About this task: Would you please set down the entries below exactly as shown?

Data listing:
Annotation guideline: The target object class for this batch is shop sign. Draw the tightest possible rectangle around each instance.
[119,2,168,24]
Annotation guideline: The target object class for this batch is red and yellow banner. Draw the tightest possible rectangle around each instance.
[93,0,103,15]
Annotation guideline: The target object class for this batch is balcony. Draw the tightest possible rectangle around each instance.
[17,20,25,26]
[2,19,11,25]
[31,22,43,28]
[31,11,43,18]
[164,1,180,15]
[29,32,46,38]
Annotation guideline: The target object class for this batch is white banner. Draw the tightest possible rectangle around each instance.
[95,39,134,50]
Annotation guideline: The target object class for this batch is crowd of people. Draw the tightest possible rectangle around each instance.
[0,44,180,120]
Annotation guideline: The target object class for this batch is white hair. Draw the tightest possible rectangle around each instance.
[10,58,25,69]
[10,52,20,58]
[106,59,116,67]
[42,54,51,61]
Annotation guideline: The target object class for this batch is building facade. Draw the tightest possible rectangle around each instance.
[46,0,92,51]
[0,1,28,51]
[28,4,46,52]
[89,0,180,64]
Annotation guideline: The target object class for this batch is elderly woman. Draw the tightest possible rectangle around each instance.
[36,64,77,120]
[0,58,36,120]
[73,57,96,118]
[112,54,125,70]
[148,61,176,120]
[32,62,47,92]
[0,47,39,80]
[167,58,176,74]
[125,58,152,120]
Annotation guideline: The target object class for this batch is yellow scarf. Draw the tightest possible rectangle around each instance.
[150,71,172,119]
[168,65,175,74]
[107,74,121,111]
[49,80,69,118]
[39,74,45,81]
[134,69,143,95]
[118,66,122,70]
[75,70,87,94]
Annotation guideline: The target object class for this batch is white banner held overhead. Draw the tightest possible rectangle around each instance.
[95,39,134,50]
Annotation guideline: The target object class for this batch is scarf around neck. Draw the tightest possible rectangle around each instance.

Answer to the exercise:
Annotation guideline: The target object class for this batch is shop sign. Draw the tightest possible rectangle around each instance.
[119,2,168,24]
Annotation guideline: The target object class for this batch is red and yellow banner. Draw the tightest possible rectangle around each instance.
[93,0,103,15]
Annotation guideline: The target object class for this batch is balcony. Draw the tightest possible rectangle around each instance.
[17,20,25,26]
[2,19,11,25]
[31,22,43,28]
[31,11,43,18]
[164,1,180,15]
[29,32,46,38]
Annotation guideline: The target object class for this batch is white banner. Draw the tightest possible rectangle around each instance.
[95,39,134,50]
Annotation guideline: The target object class for this batch is crowd of people. Draw the tightest possible rectangle around each instance.
[0,44,180,120]
Annotation guideline: The target object class for this batch is white hair. Draw the tightest possible rectangle around each instance.
[10,58,25,69]
[10,52,20,58]
[106,59,116,67]
[42,54,51,61]
Annotation guideline: The target object class for this batch is building facade. Draw the tightest possible rectangle around each instance.
[46,0,92,51]
[0,1,28,51]
[28,4,46,52]
[89,0,180,64]
Annotation guideline: The target object class for this batch is elderly woman. Draw the tightest possible rectangle around each instance.
[36,64,77,120]
[0,58,36,120]
[73,57,96,118]
[112,54,125,70]
[148,61,176,120]
[32,62,47,92]
[0,47,39,80]
[167,58,176,74]
[125,58,152,120]
Annotation guideline: The target object class for this batch is yellow scarf. Draw the tightest possible rectangle around each instance.
[150,71,172,119]
[168,65,175,74]
[107,74,121,111]
[49,80,69,118]
[39,74,45,81]
[134,69,143,95]
[118,66,122,70]
[75,70,87,94]
Annotation guideline: The target object class for this batch is white banner held overhead. Draw the tightest possible rectangle around each instance.
[95,39,134,50]
Annotation guideline: The target object class for this batch is scarf around neck. Draw the tightest possible rectangle around each instance.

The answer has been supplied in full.